» Tareas escritas
[1] Reproduce tal cual el texto sobre la deshelenización desde "y empirismo, una" hasta "declaró platónico convencido.".
[2] Según el texto sobre la deshelenización, ¿dónde y en qué año se pronunció el discurso inaugural que se menciona?
[3] Prosigue el texto sobre la deshelenización a partir de su última frase.

» Texto extraído

En mis años de estudiante y en los primeros de mi actividad académica, este
programa ejercía un gran influjo también en la teología católica. Se utilizaba
como punto de partida la distinción de Pascal entre el Dios de los filósofos y
el Dios de Abraham, Isaac y Jacob. En mi discurso inaugural en Bonn, en 1959,
traté de afrontar este asunto [12] y
no quiero repetir aquí todo lo que dije en aquella ocasión. Sin embargo, me
gustaría tratar de poner de relieve, al menos brevemente, la novedad que
caracterizaba esta segunda etapa de deshelenización respecto a la primera. La
idea central de Harnack era simplemente volver al hombre Jesús y a su mero
mensaje, previo a todas las elucubraciones de la teología y, precisamente,
también de las helenizaciones: este mensaje sin añadidos constituiría la verdadera
culminación del desarrollo religioso de la humanidad. Jesús habría acabado con
el culto sustituyéndolo con la moral. En definitiva, se presentaba a Jesús como
padre de un mensaje moral humanitario. En el fondo, el objetivo de Harnack era
hacer que el cristianismo estuviera en armonía con la razón moderna, librándolo
precisamente de elementos aparentemente filosóficos y teológicos, como por
ejemplo la fe en la divinidad de Cristo y en la trinidad de Dios. En este
sentido, la exégesis histórico-crítica del Nuevo Testamento, según su punto di
vista, vuelve a dar a la teología un puesto en el cosmos de la universidad:
para Harnack, la teología es algo esencialmente histórico y, por tanto,
estrictamente científico. Lo que investiga sobre Jesús mediante la crítica es,
por decirlo así, expresión de la razón práctica y, por consiguiente, puede
estar presente también en el conjunto de la universidad. En el trasfondo de
todo esto subyace la autolimitación moderna de la razón, clásicamente expresada
en las «críticas» de Kant, aunque radicalizada ulteriormente entre tanto por el
pensamiento de las ciencias naturales. Este concepto moderno de la razón se
basa, por decirlo brevemente, en una síntesis entre platonismo (cartesianismo)
y empirismo, una síntesis corroborada por el éxito de la técnica. Por una
parte, se presupone la estructura matemática de la materia, su racionalidad
intrínseca, por decirlo así, que hace posible comprender cómo funciona y puede
ser utilizada: este presupuesto de fondo es en cierto modo el elemento
platónico en la comprensión moderna de la naturaleza. Por otra, se trata de la
posibilidad de explotar la naturaleza para nuestros propósitos, en cuyo caso
sólo la posibilidad de verificar la verdad o falsedad mediante la
experimentación ofrece la certeza decisiva. El peso entre los dos polos puede
ser mayor o menor entre ellos, según las circunstancias. Un pensador tan
drásticamente positivista como J. Monod se declaró platónico convencido.

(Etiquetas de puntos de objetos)
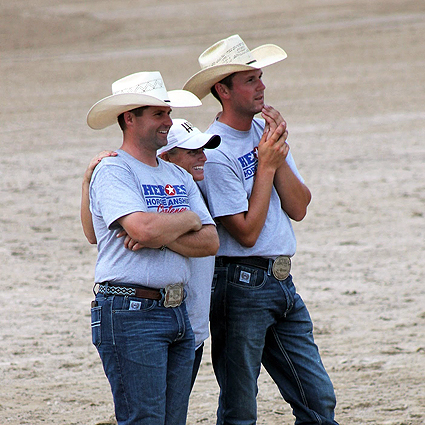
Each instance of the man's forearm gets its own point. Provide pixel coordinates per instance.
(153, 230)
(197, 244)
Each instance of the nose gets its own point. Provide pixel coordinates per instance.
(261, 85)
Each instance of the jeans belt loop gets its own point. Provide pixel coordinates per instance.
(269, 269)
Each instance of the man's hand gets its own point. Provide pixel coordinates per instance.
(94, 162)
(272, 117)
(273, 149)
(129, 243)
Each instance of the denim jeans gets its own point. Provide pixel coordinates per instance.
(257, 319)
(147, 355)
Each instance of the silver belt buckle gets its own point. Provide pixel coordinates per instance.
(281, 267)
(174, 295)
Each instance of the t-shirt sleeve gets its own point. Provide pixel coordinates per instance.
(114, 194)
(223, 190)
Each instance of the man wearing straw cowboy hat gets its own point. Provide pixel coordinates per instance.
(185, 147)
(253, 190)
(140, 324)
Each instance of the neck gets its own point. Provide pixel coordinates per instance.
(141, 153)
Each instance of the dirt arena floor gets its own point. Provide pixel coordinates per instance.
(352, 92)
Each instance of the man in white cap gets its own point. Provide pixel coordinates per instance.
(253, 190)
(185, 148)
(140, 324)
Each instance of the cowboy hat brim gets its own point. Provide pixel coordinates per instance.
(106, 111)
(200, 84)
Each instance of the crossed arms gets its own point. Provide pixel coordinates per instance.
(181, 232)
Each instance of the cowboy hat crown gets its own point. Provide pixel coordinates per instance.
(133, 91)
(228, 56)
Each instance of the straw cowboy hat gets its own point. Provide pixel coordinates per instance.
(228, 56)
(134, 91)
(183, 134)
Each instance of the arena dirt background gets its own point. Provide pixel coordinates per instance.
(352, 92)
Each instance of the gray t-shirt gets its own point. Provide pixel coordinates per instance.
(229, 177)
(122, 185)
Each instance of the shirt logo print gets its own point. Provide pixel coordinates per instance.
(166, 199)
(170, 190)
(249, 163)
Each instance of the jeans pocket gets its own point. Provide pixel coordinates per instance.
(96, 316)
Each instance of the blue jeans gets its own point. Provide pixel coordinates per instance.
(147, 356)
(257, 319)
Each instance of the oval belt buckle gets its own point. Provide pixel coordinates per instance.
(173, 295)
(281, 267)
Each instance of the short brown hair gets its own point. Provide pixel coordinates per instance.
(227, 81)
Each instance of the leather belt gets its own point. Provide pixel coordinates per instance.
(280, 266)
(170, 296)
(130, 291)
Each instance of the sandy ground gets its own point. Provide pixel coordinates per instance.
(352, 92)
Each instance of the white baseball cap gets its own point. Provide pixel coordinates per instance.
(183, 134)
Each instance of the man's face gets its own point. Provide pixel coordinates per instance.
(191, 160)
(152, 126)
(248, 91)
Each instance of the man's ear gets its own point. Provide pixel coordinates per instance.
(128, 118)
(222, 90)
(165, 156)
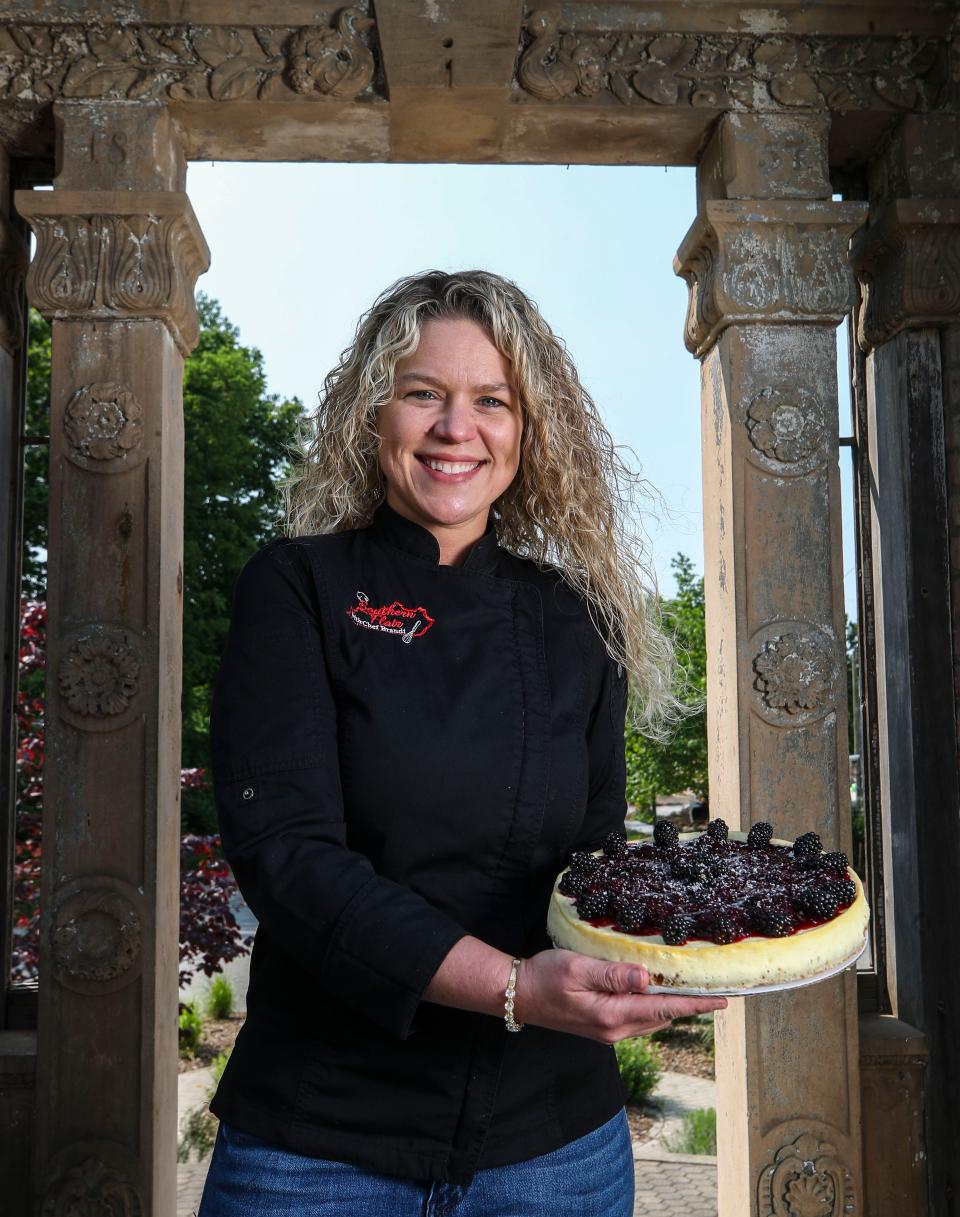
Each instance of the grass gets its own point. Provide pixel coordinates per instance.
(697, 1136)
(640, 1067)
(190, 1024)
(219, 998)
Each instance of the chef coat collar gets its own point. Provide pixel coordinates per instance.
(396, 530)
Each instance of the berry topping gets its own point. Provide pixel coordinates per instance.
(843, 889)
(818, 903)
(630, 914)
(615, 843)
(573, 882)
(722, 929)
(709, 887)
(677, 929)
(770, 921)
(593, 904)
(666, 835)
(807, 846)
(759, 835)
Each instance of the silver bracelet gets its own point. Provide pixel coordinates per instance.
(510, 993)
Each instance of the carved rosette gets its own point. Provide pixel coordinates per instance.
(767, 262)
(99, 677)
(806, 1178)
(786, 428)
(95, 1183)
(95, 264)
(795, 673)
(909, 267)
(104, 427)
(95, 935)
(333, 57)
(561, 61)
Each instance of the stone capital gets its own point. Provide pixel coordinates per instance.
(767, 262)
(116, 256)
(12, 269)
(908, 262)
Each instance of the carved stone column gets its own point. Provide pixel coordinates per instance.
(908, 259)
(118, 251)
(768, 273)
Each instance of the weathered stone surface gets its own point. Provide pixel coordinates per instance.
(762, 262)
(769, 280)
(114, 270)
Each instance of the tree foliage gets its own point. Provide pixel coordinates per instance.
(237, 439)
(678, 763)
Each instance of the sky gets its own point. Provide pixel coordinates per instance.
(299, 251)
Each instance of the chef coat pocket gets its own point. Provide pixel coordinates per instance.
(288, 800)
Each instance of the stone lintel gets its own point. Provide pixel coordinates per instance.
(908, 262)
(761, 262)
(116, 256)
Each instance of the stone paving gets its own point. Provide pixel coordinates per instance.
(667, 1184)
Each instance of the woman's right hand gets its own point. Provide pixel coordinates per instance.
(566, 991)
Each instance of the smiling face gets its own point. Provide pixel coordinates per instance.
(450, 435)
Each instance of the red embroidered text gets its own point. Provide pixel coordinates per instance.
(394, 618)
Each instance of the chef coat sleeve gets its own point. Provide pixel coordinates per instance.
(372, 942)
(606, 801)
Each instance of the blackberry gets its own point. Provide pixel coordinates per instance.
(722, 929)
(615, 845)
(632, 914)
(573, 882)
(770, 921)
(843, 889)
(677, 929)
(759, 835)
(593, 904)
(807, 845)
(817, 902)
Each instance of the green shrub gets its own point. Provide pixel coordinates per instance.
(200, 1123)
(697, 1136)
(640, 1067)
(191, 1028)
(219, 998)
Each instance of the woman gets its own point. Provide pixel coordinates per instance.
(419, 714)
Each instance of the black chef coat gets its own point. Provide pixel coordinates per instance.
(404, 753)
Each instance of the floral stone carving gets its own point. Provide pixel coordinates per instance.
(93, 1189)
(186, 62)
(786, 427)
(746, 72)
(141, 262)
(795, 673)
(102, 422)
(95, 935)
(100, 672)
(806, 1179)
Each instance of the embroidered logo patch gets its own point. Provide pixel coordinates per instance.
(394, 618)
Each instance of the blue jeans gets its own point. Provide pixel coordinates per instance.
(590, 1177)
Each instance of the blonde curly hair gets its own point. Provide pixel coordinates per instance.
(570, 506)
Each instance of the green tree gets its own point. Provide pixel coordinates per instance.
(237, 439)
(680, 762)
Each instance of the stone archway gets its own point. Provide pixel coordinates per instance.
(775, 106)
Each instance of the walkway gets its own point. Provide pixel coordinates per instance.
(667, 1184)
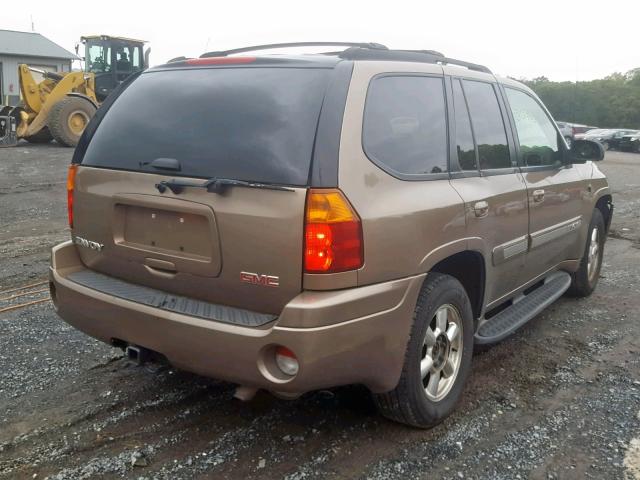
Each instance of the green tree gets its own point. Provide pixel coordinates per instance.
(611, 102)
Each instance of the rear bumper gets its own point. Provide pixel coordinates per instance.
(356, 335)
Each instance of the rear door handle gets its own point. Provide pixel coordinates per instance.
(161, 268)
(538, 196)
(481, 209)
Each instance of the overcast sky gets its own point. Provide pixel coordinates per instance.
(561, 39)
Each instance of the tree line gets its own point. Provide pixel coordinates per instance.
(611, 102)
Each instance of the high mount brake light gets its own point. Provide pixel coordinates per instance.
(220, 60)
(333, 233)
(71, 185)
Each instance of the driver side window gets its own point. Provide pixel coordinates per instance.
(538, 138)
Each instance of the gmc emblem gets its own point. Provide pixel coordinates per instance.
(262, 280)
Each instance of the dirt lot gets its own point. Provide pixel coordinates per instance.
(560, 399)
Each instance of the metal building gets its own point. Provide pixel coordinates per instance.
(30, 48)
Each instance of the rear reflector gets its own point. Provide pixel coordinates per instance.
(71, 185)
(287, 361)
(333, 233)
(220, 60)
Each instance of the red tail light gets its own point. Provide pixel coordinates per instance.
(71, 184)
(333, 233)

» Resultados por tarea
[1]
y empirismo, una síntesis corroborada por el éxito de la técnica. Por una
parte, se presupone la estructura matemática de la materia, su racionalidad
intrínseca, por decirlo así, que hace posible comprender cómo funciona y puede
ser utilizada: este presupuesto de fondo es en cierto modo el elemento
platónico en la comprensión moderna de la naturaleza. Por otra, se trata de la
posibilidad de explotar la naturaleza para nuestros propósitos, en cuyo caso
sólo la posibilidad de verificar la verdad o falsedad mediante la
experimentación ofrece la certeza decisiva. El peso entre los dos polos puede
ser mayor o menor entre ellos, según las circunstancias. Un pensador tan
drásticamente positivista como J. Monod se declaró platónico convencido.

[2] En Bonn, en 1959.

[3]
Esto
implica dos orientaciones fundamentales decisivas para nuestra cuestión. Sólo
el tipo de certeza que deriva de la sinergia entre matemática y método empírico
puede considerarse científica. Todo lo que pretenda ser ciencia ha de atenerse
a este criterio. También las ciencias humanas, como la historia, la psicología,
la sociología y la filosofía, han tratado de aproximarse a este canon de valor
científico. Además, es importante para nuestras reflexiones constatar que este
método en cuanto tal excluye el problema de Dios, presentándolo como un
problema a-científico o pre-científico. Pero de este modo nos encontramos ante
una reducción del ámbito de la ciencia y de la razón que es preciso poner en
discusión.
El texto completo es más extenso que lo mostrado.